▶ **TASK MATERIAL**
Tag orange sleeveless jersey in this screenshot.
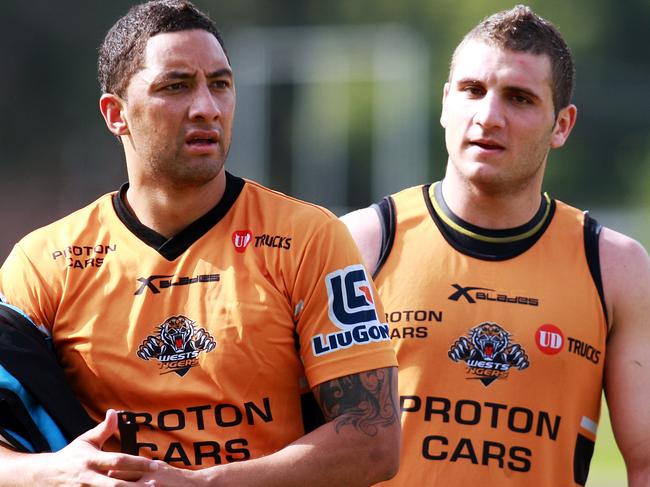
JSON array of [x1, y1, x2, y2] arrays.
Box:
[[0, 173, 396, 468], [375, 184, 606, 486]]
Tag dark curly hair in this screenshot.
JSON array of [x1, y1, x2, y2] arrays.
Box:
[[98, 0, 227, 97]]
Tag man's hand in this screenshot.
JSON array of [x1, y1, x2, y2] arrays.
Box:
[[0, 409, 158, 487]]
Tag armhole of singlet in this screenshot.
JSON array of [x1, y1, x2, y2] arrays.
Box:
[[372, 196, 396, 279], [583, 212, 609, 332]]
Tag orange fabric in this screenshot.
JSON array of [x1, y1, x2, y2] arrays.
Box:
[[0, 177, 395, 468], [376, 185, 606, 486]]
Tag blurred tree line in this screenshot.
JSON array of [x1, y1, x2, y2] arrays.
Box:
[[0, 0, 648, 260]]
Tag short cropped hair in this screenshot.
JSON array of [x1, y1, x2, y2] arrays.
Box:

▶ **DIRECTIONS**
With the line containing "Tag short cropped hair in this screenshot." as the first, output each line through the final line of the entries above, exactly.

▶ **YOUR SOLUTION**
Tag short cropped hair in this screenshot.
JSON array of [x1, y1, x2, y2] arrays.
Box:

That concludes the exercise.